[The data]:
--------

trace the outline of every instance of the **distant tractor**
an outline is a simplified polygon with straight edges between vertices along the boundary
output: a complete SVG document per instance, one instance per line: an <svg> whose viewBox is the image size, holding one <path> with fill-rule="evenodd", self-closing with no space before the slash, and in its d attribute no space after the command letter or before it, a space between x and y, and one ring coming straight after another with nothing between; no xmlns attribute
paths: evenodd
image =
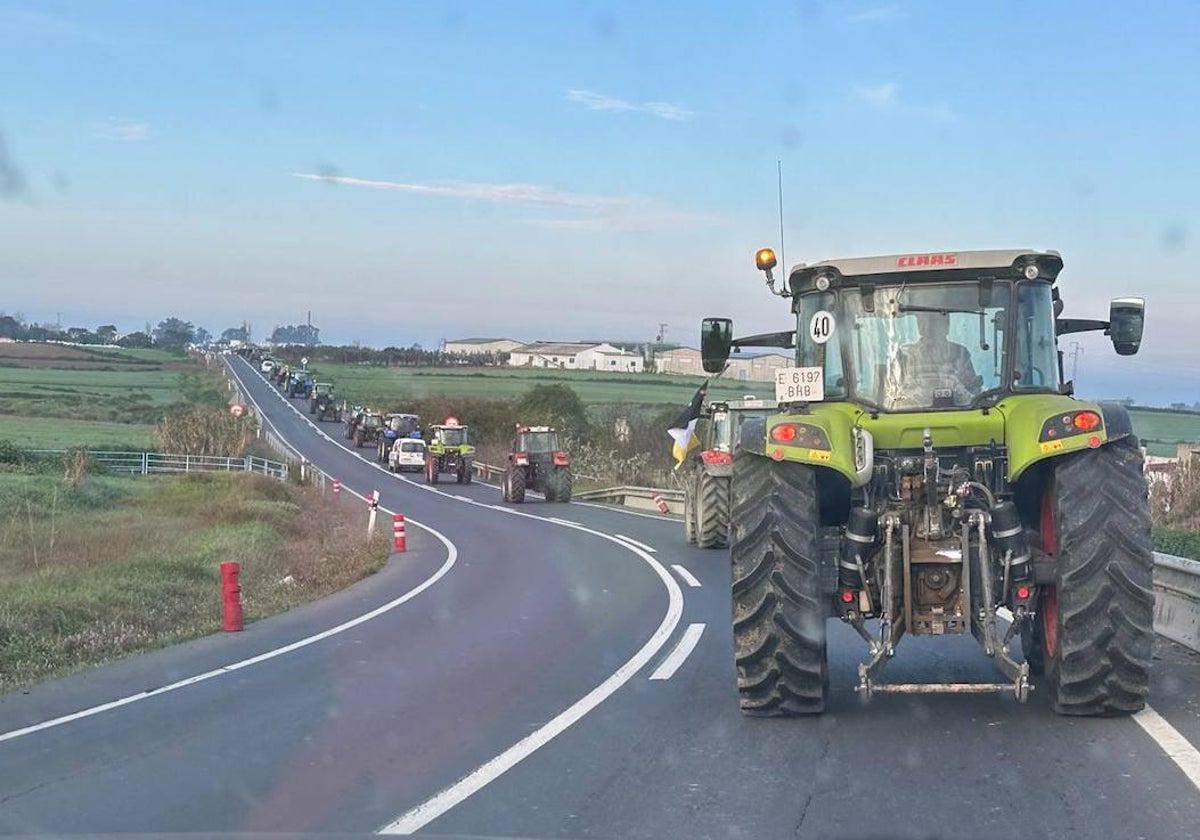
<svg viewBox="0 0 1200 840"><path fill-rule="evenodd" d="M383 431L383 415L365 409L355 412L346 422L346 438L362 449L368 443L376 443Z"/></svg>
<svg viewBox="0 0 1200 840"><path fill-rule="evenodd" d="M793 329L735 339L729 319L707 318L700 336L709 373L733 347L795 348L772 408L733 439L742 711L825 710L829 618L868 646L864 698L1024 701L1033 674L1059 714L1142 709L1154 645L1142 455L1122 406L1073 396L1058 338L1103 330L1136 353L1145 302L1061 317L1054 251L832 260L793 268L779 291L774 253L755 262ZM906 633L971 634L1003 679L881 683Z"/></svg>
<svg viewBox="0 0 1200 840"><path fill-rule="evenodd" d="M525 501L525 491L548 502L571 501L571 456L549 426L518 426L500 484L506 502Z"/></svg>
<svg viewBox="0 0 1200 840"><path fill-rule="evenodd" d="M388 414L383 418L383 433L379 436L375 460L386 464L388 453L398 440L420 437L421 418L416 414Z"/></svg>
<svg viewBox="0 0 1200 840"><path fill-rule="evenodd" d="M729 480L733 441L748 418L767 415L767 401L755 397L710 403L697 433L700 448L684 462L683 532L689 544L724 548L729 544Z"/></svg>
<svg viewBox="0 0 1200 840"><path fill-rule="evenodd" d="M317 422L332 420L335 423L342 419L338 409L337 397L333 393L333 385L329 382L314 382L312 396L308 400L308 413L315 414Z"/></svg>
<svg viewBox="0 0 1200 840"><path fill-rule="evenodd" d="M454 473L459 484L471 483L475 447L468 442L467 427L457 417L447 417L440 425L429 427L425 447L425 483L437 484L444 472Z"/></svg>

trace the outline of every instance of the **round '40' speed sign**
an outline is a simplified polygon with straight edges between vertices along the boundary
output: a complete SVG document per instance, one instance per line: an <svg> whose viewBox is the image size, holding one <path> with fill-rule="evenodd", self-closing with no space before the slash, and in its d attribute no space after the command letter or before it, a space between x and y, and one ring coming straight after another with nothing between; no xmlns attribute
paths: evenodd
<svg viewBox="0 0 1200 840"><path fill-rule="evenodd" d="M234 417L241 417L246 413L246 406L241 405L240 403L234 403L233 405L229 406L229 413Z"/></svg>

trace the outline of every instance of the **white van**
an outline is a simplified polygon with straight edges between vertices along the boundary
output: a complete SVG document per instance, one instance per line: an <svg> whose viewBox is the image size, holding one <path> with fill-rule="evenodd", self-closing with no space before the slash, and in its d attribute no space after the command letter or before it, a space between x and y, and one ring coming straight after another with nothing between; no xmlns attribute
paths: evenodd
<svg viewBox="0 0 1200 840"><path fill-rule="evenodd" d="M263 359L262 364L259 365L259 370L261 370L263 373L270 373L271 371L275 370L275 360Z"/></svg>
<svg viewBox="0 0 1200 840"><path fill-rule="evenodd" d="M425 441L400 438L388 450L388 469L392 472L425 469Z"/></svg>

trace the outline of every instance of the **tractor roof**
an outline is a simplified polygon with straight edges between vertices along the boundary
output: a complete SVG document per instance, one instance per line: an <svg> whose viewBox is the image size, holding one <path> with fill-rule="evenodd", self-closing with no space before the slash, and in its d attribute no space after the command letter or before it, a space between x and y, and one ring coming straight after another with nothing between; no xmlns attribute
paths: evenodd
<svg viewBox="0 0 1200 840"><path fill-rule="evenodd" d="M1016 279L1025 276L1023 272L1028 265L1036 265L1037 276L1053 282L1062 270L1062 257L1057 251L1029 249L936 251L882 257L852 257L794 266L788 283L793 291L798 292L811 288L815 278L822 274L832 275L831 279L839 276L873 277L879 278L881 282L898 282L901 279L966 279L965 276L978 276L981 272ZM945 272L949 272L949 275L944 274ZM895 278L888 275L894 275Z"/></svg>
<svg viewBox="0 0 1200 840"><path fill-rule="evenodd" d="M525 434L526 432L553 432L555 429L553 426L521 426L517 431Z"/></svg>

--------

[How to complete this task]:
The lines in the entries above that carry the word "every" must be copied.

[Exercise result]:
trace the outline of every instance of the **distant tractor**
trace the outline of every instance of the **round '40' speed sign**
trace the outline of every instance of the **white van**
trace the outline of every instance of the **tractor roof**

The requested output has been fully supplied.